Переход от секундного душевного движения к обычной алчности и скупердяйству поразительный! В более раннем рассказе «На мельнице» (1886) грубый и жадный мельник точно так же «остывает» после мига совестливости:

«— Вот вам... — пробормотал он, вытаскивая из кошелька комок, состоявший из бумажек и серебра. — Берите!

Он покрутил в руке этот комок, помял... потом опять помял. Бумажки и серебряные деньги, скользя меж пальцев, друг за дружкой попадали обратно в кошелек, и в руке остался один только двугривенный... Мельник оглядел его, потер между пальцами и, крякнув, побагровев, подал его матери».

Но ведь мельника все и зовут не иначе, как Каин или Ирод, а Кузьмичов, в общем, видимо, не слишком выделяется в своем кругу. Он — один из тех обыкновеннейших в своем роде дельцов, которых можно было встретить на каждом шагу. «Спутники попались положительные и с характером, все время толковавшие о ценах на муку», — иронически сообщал Чехов домашним с дороги на юг (П., 2, 55).

++++++++++

**Что требуется**
Перепишите приведенный выше отрывок о чеховских персонажах целиком, не меняя в нем ни слова и ни одного знака.

++++++++++

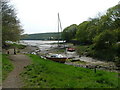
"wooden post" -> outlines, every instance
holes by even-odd
[[[16,54],[16,50],[15,50],[15,47],[14,47],[14,54]]]
[[[94,72],[95,72],[95,73],[96,73],[96,71],[97,71],[96,68],[97,68],[97,66],[95,66],[95,68],[94,68]]]

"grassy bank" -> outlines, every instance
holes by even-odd
[[[22,45],[22,44],[16,44],[16,43],[7,43],[5,47],[3,47],[4,49],[10,49],[10,48],[17,48],[17,49],[24,49],[26,47],[26,45]]]
[[[2,85],[2,54],[0,52],[0,86]]]
[[[2,80],[5,80],[7,75],[13,70],[13,65],[8,58],[8,55],[2,55]]]
[[[114,88],[118,74],[69,66],[29,55],[32,63],[21,73],[26,88]]]

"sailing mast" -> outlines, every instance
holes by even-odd
[[[62,25],[61,25],[61,21],[60,21],[60,16],[59,16],[59,13],[58,13],[58,46],[59,46],[59,40],[60,40],[60,38],[61,38],[61,32],[60,32],[60,30],[59,30],[59,27],[60,27],[60,29],[61,29],[61,32],[62,32]]]

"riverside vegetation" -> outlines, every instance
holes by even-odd
[[[62,38],[77,45],[79,54],[120,64],[119,10],[120,4],[109,8],[104,15],[72,24],[63,30]]]
[[[28,55],[32,64],[20,75],[24,88],[117,88],[118,73],[74,67],[36,55]]]
[[[9,55],[2,54],[2,80],[8,76],[8,74],[13,70],[14,66],[8,58]]]

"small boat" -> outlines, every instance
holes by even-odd
[[[60,63],[65,63],[65,61],[67,60],[67,57],[63,57],[61,54],[52,54],[52,55],[46,56],[46,58],[55,62],[60,62]]]
[[[74,48],[67,48],[67,51],[73,52],[73,51],[75,51],[75,49]]]

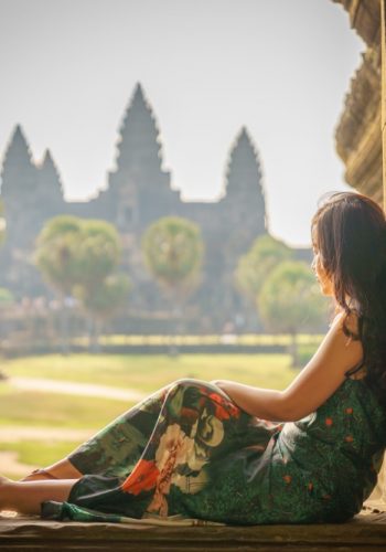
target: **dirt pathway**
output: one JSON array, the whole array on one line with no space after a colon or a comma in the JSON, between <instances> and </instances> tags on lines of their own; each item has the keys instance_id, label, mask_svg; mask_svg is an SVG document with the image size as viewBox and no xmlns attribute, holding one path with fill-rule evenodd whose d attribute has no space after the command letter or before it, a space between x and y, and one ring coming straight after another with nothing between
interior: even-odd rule
<instances>
[{"instance_id":1,"label":"dirt pathway","mask_svg":"<svg viewBox=\"0 0 386 552\"><path fill-rule=\"evenodd\" d=\"M99 396L117 401L140 401L144 394L132 389L109 388L93 383L77 383L61 380L46 380L43 378L10 378L12 386L26 391L43 391L67 395Z\"/></svg>"}]
</instances>

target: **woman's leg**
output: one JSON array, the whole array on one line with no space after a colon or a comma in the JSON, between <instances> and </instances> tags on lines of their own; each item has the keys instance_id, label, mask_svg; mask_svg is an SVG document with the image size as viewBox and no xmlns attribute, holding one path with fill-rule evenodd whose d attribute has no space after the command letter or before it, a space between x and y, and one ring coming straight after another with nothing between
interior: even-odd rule
<instances>
[{"instance_id":1,"label":"woman's leg","mask_svg":"<svg viewBox=\"0 0 386 552\"><path fill-rule=\"evenodd\" d=\"M0 511L14 510L20 513L40 513L46 500L66 501L77 479L57 481L0 481Z\"/></svg>"},{"instance_id":2,"label":"woman's leg","mask_svg":"<svg viewBox=\"0 0 386 552\"><path fill-rule=\"evenodd\" d=\"M79 445L67 458L33 471L22 481L79 479L85 474L126 477L144 449L169 389L170 385L148 396Z\"/></svg>"}]
</instances>

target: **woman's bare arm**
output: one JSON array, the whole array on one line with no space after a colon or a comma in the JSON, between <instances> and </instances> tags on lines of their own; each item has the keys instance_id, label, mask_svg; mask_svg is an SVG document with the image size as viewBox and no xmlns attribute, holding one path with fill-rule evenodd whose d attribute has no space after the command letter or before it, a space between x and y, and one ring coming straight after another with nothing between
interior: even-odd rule
<instances>
[{"instance_id":1,"label":"woman's bare arm","mask_svg":"<svg viewBox=\"0 0 386 552\"><path fill-rule=\"evenodd\" d=\"M345 336L343 315L335 318L315 354L285 391L253 388L227 380L218 385L242 410L271 421L296 421L315 411L343 383L344 373L363 358L361 341ZM349 321L356 327L356 320Z\"/></svg>"}]
</instances>

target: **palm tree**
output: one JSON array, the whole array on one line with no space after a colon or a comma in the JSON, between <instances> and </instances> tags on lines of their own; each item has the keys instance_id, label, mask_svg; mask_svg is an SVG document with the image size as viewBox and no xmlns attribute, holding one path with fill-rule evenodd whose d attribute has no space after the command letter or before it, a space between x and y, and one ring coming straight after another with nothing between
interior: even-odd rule
<instances>
[{"instance_id":1,"label":"palm tree","mask_svg":"<svg viewBox=\"0 0 386 552\"><path fill-rule=\"evenodd\" d=\"M204 244L196 224L186 219L159 219L142 238L146 266L171 301L172 314L197 286L203 262ZM175 352L175 348L171 349Z\"/></svg>"}]
</instances>

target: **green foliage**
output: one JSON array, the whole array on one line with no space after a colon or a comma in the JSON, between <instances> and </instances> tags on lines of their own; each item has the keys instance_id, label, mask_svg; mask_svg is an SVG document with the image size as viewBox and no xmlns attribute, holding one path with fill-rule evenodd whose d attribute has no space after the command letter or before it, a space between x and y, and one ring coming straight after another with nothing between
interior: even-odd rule
<instances>
[{"instance_id":1,"label":"green foliage","mask_svg":"<svg viewBox=\"0 0 386 552\"><path fill-rule=\"evenodd\" d=\"M120 259L119 235L115 227L105 221L83 221L77 245L77 276L84 286L98 288Z\"/></svg>"},{"instance_id":2,"label":"green foliage","mask_svg":"<svg viewBox=\"0 0 386 552\"><path fill-rule=\"evenodd\" d=\"M106 278L120 257L119 236L105 221L61 215L51 219L37 237L35 263L61 294L76 285Z\"/></svg>"},{"instance_id":3,"label":"green foliage","mask_svg":"<svg viewBox=\"0 0 386 552\"><path fill-rule=\"evenodd\" d=\"M268 234L258 237L249 252L239 258L235 273L238 289L256 300L269 273L291 255L290 247L279 240Z\"/></svg>"},{"instance_id":4,"label":"green foliage","mask_svg":"<svg viewBox=\"0 0 386 552\"><path fill-rule=\"evenodd\" d=\"M266 279L258 307L267 329L296 335L325 319L325 300L305 263L280 263Z\"/></svg>"},{"instance_id":5,"label":"green foliage","mask_svg":"<svg viewBox=\"0 0 386 552\"><path fill-rule=\"evenodd\" d=\"M4 241L7 230L7 222L4 217L4 205L0 200L0 244Z\"/></svg>"},{"instance_id":6,"label":"green foliage","mask_svg":"<svg viewBox=\"0 0 386 552\"><path fill-rule=\"evenodd\" d=\"M301 330L311 331L326 318L325 300L309 266L294 261L280 263L269 274L257 302L267 329L292 336L292 365L302 365L297 335Z\"/></svg>"},{"instance_id":7,"label":"green foliage","mask_svg":"<svg viewBox=\"0 0 386 552\"><path fill-rule=\"evenodd\" d=\"M178 216L156 221L142 238L146 265L167 288L189 289L197 282L203 259L200 229Z\"/></svg>"},{"instance_id":8,"label":"green foliage","mask_svg":"<svg viewBox=\"0 0 386 552\"><path fill-rule=\"evenodd\" d=\"M45 279L62 295L68 295L78 280L77 246L81 219L55 216L37 236L34 261Z\"/></svg>"}]
</instances>

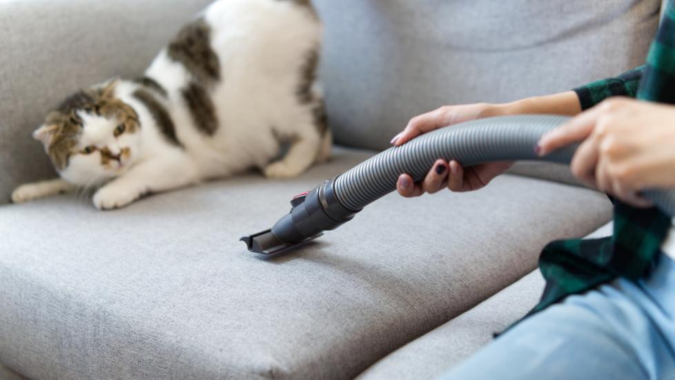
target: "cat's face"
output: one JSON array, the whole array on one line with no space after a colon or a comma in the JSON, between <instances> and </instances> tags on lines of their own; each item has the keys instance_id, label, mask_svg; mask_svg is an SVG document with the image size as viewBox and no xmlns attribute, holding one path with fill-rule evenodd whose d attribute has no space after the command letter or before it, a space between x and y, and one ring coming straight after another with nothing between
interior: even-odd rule
<instances>
[{"instance_id":1,"label":"cat's face","mask_svg":"<svg viewBox=\"0 0 675 380\"><path fill-rule=\"evenodd\" d=\"M115 86L109 82L69 97L33 133L68 182L88 186L117 177L138 155L138 115L115 97Z\"/></svg>"}]
</instances>

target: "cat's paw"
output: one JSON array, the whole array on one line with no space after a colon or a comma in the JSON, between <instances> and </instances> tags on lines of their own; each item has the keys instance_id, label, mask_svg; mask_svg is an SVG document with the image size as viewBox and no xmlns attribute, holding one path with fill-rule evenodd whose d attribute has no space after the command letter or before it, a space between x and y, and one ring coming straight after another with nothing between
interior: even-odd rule
<instances>
[{"instance_id":1,"label":"cat's paw","mask_svg":"<svg viewBox=\"0 0 675 380\"><path fill-rule=\"evenodd\" d=\"M44 196L41 187L37 184L22 184L12 192L12 202L23 203Z\"/></svg>"},{"instance_id":2,"label":"cat's paw","mask_svg":"<svg viewBox=\"0 0 675 380\"><path fill-rule=\"evenodd\" d=\"M94 206L99 210L112 210L128 205L140 198L137 191L119 186L104 186L94 194Z\"/></svg>"},{"instance_id":3,"label":"cat's paw","mask_svg":"<svg viewBox=\"0 0 675 380\"><path fill-rule=\"evenodd\" d=\"M302 173L302 169L288 165L284 161L277 161L265 167L263 173L268 178L291 178Z\"/></svg>"}]
</instances>

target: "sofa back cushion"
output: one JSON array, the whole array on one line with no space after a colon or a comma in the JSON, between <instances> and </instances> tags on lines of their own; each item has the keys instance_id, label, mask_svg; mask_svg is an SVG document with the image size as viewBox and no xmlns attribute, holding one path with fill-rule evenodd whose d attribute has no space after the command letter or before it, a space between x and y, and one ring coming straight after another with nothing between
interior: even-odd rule
<instances>
[{"instance_id":1,"label":"sofa back cushion","mask_svg":"<svg viewBox=\"0 0 675 380\"><path fill-rule=\"evenodd\" d=\"M643 62L661 0L318 0L338 143L383 149L444 104L570 89Z\"/></svg>"}]
</instances>

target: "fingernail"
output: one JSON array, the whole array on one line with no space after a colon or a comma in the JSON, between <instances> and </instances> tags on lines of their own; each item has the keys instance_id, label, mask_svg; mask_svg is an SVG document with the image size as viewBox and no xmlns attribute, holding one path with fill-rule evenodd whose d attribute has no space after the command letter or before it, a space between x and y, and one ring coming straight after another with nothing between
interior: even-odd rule
<instances>
[{"instance_id":1,"label":"fingernail","mask_svg":"<svg viewBox=\"0 0 675 380\"><path fill-rule=\"evenodd\" d=\"M457 175L457 165L453 165L452 164L450 164L450 173L453 175Z\"/></svg>"},{"instance_id":2,"label":"fingernail","mask_svg":"<svg viewBox=\"0 0 675 380\"><path fill-rule=\"evenodd\" d=\"M436 165L436 174L442 174L445 173L445 165L443 164L438 164Z\"/></svg>"},{"instance_id":3,"label":"fingernail","mask_svg":"<svg viewBox=\"0 0 675 380\"><path fill-rule=\"evenodd\" d=\"M389 144L391 144L392 145L395 144L396 143L396 140L398 140L398 137L401 137L401 135L402 135L402 134L403 134L403 132L401 132L399 134L398 134L395 136L394 136L393 138L391 139L391 141L389 142Z\"/></svg>"},{"instance_id":4,"label":"fingernail","mask_svg":"<svg viewBox=\"0 0 675 380\"><path fill-rule=\"evenodd\" d=\"M399 182L401 184L401 189L404 190L408 189L408 187L410 186L410 181L408 180L408 178L401 178Z\"/></svg>"}]
</instances>

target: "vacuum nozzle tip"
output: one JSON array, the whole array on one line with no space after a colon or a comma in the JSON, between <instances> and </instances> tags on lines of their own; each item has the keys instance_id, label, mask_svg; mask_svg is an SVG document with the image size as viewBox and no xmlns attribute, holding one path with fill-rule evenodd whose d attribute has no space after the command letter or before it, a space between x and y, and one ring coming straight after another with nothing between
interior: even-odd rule
<instances>
[{"instance_id":1,"label":"vacuum nozzle tip","mask_svg":"<svg viewBox=\"0 0 675 380\"><path fill-rule=\"evenodd\" d=\"M277 238L271 229L267 229L248 236L244 236L239 239L239 241L245 243L248 250L251 252L263 255L271 255L303 245L320 236L321 234L320 234L315 236L305 239L297 244L286 244Z\"/></svg>"}]
</instances>

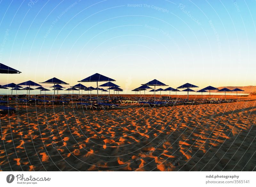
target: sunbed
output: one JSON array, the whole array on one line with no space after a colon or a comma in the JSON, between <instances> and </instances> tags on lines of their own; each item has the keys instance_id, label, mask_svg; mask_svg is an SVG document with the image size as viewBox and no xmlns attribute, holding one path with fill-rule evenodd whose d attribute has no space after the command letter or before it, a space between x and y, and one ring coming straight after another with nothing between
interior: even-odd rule
<instances>
[{"instance_id":1,"label":"sunbed","mask_svg":"<svg viewBox=\"0 0 256 187\"><path fill-rule=\"evenodd\" d=\"M15 113L16 112L16 109L15 108L6 106L0 106L0 113L1 114L7 113L9 112Z\"/></svg>"}]
</instances>

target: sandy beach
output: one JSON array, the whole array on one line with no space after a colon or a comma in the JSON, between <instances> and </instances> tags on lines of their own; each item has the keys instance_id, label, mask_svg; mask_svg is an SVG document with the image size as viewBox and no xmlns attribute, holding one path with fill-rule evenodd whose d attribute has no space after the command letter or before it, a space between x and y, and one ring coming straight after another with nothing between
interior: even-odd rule
<instances>
[{"instance_id":1,"label":"sandy beach","mask_svg":"<svg viewBox=\"0 0 256 187\"><path fill-rule=\"evenodd\" d=\"M0 169L255 171L256 97L244 98L99 111L12 101L16 114L1 116Z\"/></svg>"}]
</instances>

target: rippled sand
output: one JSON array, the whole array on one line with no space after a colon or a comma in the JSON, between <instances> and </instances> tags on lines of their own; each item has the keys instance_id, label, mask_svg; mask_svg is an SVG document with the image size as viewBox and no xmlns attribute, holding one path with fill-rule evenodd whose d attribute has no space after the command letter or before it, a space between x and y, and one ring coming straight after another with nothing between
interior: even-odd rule
<instances>
[{"instance_id":1,"label":"rippled sand","mask_svg":"<svg viewBox=\"0 0 256 187\"><path fill-rule=\"evenodd\" d=\"M255 104L23 106L1 116L0 169L255 171Z\"/></svg>"}]
</instances>

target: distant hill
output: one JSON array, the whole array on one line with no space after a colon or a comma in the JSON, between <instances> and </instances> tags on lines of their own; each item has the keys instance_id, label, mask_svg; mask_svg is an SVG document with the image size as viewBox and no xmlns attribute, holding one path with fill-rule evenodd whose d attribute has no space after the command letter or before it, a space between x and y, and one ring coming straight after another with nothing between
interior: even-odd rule
<instances>
[{"instance_id":1,"label":"distant hill","mask_svg":"<svg viewBox=\"0 0 256 187\"><path fill-rule=\"evenodd\" d=\"M235 88L237 88L244 90L244 91L238 92L240 93L249 94L251 92L256 92L256 86L222 86L221 87L218 87L218 88L220 89L224 88L227 88L229 90L233 90Z\"/></svg>"}]
</instances>

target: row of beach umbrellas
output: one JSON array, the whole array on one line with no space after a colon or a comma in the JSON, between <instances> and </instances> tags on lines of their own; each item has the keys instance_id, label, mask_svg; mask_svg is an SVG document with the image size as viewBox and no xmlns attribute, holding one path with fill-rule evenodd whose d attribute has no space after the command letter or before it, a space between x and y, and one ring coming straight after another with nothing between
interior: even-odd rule
<instances>
[{"instance_id":1,"label":"row of beach umbrellas","mask_svg":"<svg viewBox=\"0 0 256 187\"><path fill-rule=\"evenodd\" d=\"M12 68L9 67L4 64L0 63L0 73L1 74L20 74L21 72L19 71L13 69ZM70 90L72 90L73 92L75 90L79 90L79 94L80 94L80 90L82 90L82 91L83 90L88 90L89 92L89 91L91 91L92 90L97 90L97 102L99 103L99 90L101 90L102 91L108 91L106 90L103 89L99 88L98 86L102 87L108 87L108 88L107 90L113 90L114 91L114 94L115 94L115 91L116 91L117 92L118 91L122 91L123 90L120 88L120 86L117 85L111 82L115 81L115 80L111 79L110 78L104 75L101 75L98 73L96 73L91 76L88 77L84 79L81 81L78 81L80 82L96 82L97 88L96 89L92 87L87 87L86 86L83 85L81 83L78 84L74 86L71 87L71 88L68 88L66 90L68 90L69 92ZM98 82L108 82L106 83L105 83L103 84L98 86ZM53 90L54 90L54 98L55 99L55 90L56 90L58 94L58 91L59 90L63 90L62 88L65 88L64 87L60 85L60 84L68 84L59 79L55 77L53 77L52 79L50 79L44 82L40 82L40 83L50 83L53 84L53 86L51 87L51 88L53 88ZM156 101L156 91L160 91L160 94L161 95L161 91L169 91L169 95L171 95L171 91L176 91L176 94L177 95L177 91L180 91L180 90L178 90L178 89L185 89L185 90L182 90L183 91L187 91L188 92L188 100L189 99L189 92L195 92L195 91L193 90L190 89L192 88L198 88L198 87L195 85L194 85L189 83L186 83L183 85L179 86L177 88L177 89L173 88L171 87L169 87L165 89L163 89L162 88L160 88L157 90L156 90L156 86L168 86L168 85L165 84L163 83L156 80L156 79L154 79L151 81L150 81L148 82L145 84L141 84L142 86L140 87L137 88L132 91L136 92L139 91L140 93L140 97L141 91L144 91L144 95L145 95L145 91L148 89L152 89L152 88L150 87L150 86L154 86L154 89L150 90L149 91L154 92L154 99L155 101ZM20 85L22 86L27 86L24 88L22 88L22 87L20 86ZM34 82L31 81L28 81L26 82L22 82L18 84L16 84L14 83L11 83L10 84L8 84L5 85L1 86L0 85L0 89L7 89L7 88L11 88L12 90L12 90L16 90L16 93L17 94L17 90L27 90L27 94L28 94L28 97L29 97L30 94L30 91L31 90L34 90L33 89L30 88L31 86L39 86L37 88L35 89L37 90L40 90L40 94L41 92L42 91L44 91L45 92L46 91L49 90L44 88L42 87L41 85L37 84ZM219 90L218 88L214 87L213 87L209 86L206 87L200 90L197 91L196 92L201 92L202 94L204 92L206 92L209 91L210 95L210 97L211 97L211 91L212 90L217 90L217 91L219 92L224 92L225 94L225 99L226 99L226 92L230 92L230 91L236 91L236 98L237 98L237 92L238 91L243 91L244 90L241 90L238 88L236 88L233 90L230 90L226 88L224 88ZM110 98L109 97L109 91L108 97Z\"/></svg>"}]
</instances>

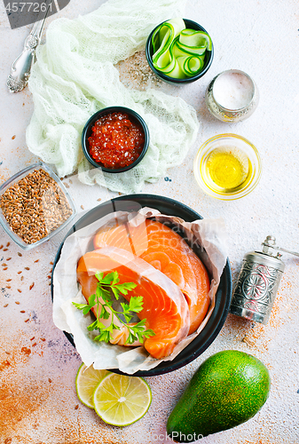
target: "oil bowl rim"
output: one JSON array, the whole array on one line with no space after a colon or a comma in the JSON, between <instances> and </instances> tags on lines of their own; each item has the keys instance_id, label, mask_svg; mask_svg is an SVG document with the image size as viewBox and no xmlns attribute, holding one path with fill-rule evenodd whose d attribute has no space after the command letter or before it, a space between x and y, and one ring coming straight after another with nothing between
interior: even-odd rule
<instances>
[{"instance_id":1,"label":"oil bowl rim","mask_svg":"<svg viewBox=\"0 0 299 444\"><path fill-rule=\"evenodd\" d=\"M256 162L256 168L255 168L255 170L253 170L252 177L248 186L246 186L245 188L240 188L236 191L232 191L232 193L225 193L225 194L221 194L219 192L214 191L212 188L208 186L201 175L201 161L203 159L204 155L209 150L209 146L214 141L222 139L241 140L251 150L251 154L253 155L253 157ZM221 201L232 201L236 199L240 199L241 197L248 195L249 193L251 193L251 191L253 191L256 188L256 186L260 181L262 175L262 159L255 145L253 145L248 139L244 138L243 136L240 136L239 134L234 134L234 133L217 134L206 140L198 150L193 162L193 174L197 184L204 193L206 193L211 197L219 199Z\"/></svg>"}]
</instances>

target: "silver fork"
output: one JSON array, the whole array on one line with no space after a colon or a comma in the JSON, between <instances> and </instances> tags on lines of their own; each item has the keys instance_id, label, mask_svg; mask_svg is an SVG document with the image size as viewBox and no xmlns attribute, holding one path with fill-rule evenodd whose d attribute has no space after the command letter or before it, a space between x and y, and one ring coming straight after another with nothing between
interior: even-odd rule
<instances>
[{"instance_id":1,"label":"silver fork","mask_svg":"<svg viewBox=\"0 0 299 444\"><path fill-rule=\"evenodd\" d=\"M35 61L35 50L41 42L43 27L52 0L45 1L45 9L40 12L29 36L26 38L24 49L12 65L6 84L11 92L22 91L27 85L31 68Z\"/></svg>"}]
</instances>

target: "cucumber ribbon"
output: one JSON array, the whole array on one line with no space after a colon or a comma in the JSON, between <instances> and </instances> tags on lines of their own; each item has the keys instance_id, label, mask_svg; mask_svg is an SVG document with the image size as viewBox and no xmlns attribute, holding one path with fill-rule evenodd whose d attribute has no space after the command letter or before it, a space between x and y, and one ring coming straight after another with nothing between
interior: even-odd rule
<instances>
[{"instance_id":1,"label":"cucumber ribbon","mask_svg":"<svg viewBox=\"0 0 299 444\"><path fill-rule=\"evenodd\" d=\"M207 33L186 29L180 18L162 23L153 33L152 44L153 67L177 79L191 77L201 72L206 51L212 49L212 41Z\"/></svg>"}]
</instances>

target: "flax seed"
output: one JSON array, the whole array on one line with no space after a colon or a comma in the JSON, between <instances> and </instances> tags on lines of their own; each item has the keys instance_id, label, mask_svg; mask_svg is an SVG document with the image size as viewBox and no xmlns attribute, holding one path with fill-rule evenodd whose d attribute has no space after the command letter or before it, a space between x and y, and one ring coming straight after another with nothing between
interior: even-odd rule
<instances>
[{"instance_id":1,"label":"flax seed","mask_svg":"<svg viewBox=\"0 0 299 444\"><path fill-rule=\"evenodd\" d=\"M28 244L50 234L73 213L61 188L43 169L11 186L0 196L0 208L11 229Z\"/></svg>"}]
</instances>

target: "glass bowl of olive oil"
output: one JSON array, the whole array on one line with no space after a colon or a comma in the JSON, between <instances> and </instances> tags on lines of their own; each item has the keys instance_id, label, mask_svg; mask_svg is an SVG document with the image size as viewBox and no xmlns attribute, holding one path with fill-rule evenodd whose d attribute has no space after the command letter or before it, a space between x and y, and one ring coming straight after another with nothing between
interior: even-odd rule
<instances>
[{"instance_id":1,"label":"glass bowl of olive oil","mask_svg":"<svg viewBox=\"0 0 299 444\"><path fill-rule=\"evenodd\" d=\"M247 195L256 186L262 161L256 147L247 139L237 134L219 134L201 147L193 171L205 193L231 201Z\"/></svg>"}]
</instances>

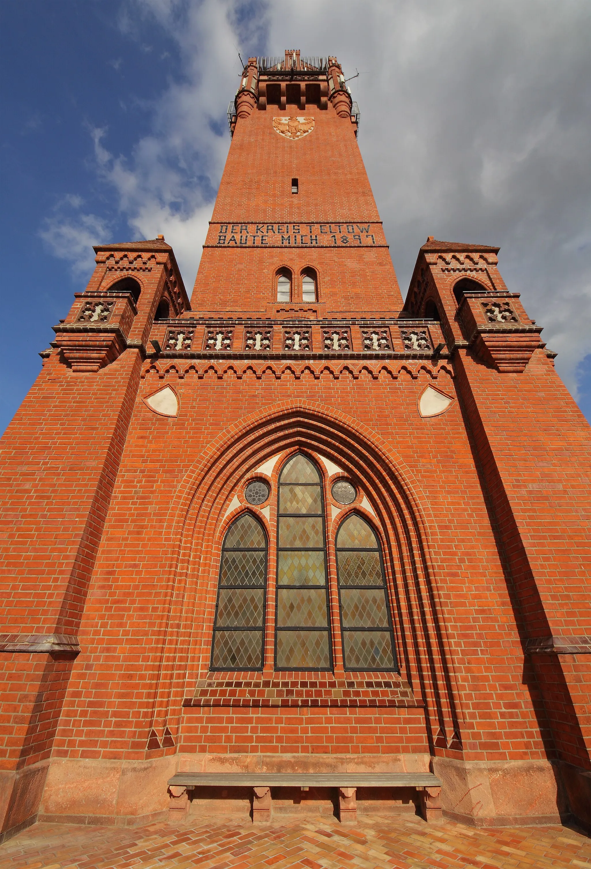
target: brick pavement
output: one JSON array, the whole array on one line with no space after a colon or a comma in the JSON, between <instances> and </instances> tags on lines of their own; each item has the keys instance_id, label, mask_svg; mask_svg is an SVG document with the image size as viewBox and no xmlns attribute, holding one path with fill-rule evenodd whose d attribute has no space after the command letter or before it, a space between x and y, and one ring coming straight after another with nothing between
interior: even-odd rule
<instances>
[{"instance_id":1,"label":"brick pavement","mask_svg":"<svg viewBox=\"0 0 591 869\"><path fill-rule=\"evenodd\" d=\"M373 815L261 826L235 820L143 827L37 824L0 847L0 869L591 869L591 841L562 826L475 829L453 821Z\"/></svg>"}]
</instances>

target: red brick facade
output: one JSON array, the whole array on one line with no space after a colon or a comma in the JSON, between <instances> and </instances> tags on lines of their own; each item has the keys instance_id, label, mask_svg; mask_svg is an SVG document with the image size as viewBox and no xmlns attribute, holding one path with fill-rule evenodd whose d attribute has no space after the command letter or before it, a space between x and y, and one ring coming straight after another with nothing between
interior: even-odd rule
<instances>
[{"instance_id":1,"label":"red brick facade","mask_svg":"<svg viewBox=\"0 0 591 869\"><path fill-rule=\"evenodd\" d=\"M334 58L251 59L235 105L190 305L163 239L96 248L3 441L3 829L142 823L179 769L431 770L453 818L588 824L591 433L554 355L495 248L429 239L403 304ZM296 453L322 475L322 671L275 664ZM262 667L210 670L247 510ZM378 540L397 672L343 666L351 513Z\"/></svg>"}]
</instances>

++++++++++

**Результат задания**
Переход от секундного душевного движения к обычной алчности и скупердяйству поразительный! В более раннем рассказе «На мельнице» (1886) грубый и жадный мельник точно так же «остывает» после мига совестливости:

«— Вот вам... — пробормотал он, вытаскивая из кошелька комок, состоявший из бумажек и серебра. — Берите!

Он покрутил в руке этот комок, помял... потом опять помял. Бумажки и серебряные деньги, скользя меж пальцев, друг за дружкой попадали обратно в кошелек, и в руке остался один только двугривенный... Мельник оглядел его, потер между пальцами и, крякнув, побагровев, подал его матери».

Но ведь мельника все и зовут не иначе, как Каин или Ирод, а Кузьмичов, в общем, видимо, не слишком выделяется в своем кругу. Он — один из тех обыкновеннейших в своем роде дельцов, которых можно было встретить на каждом шагу. «Спутники попались положительные и с характером, все время толковавшие о ценах на муку», — иронически сообщал Чехов домашним с дороги на юг (П., 2, 55).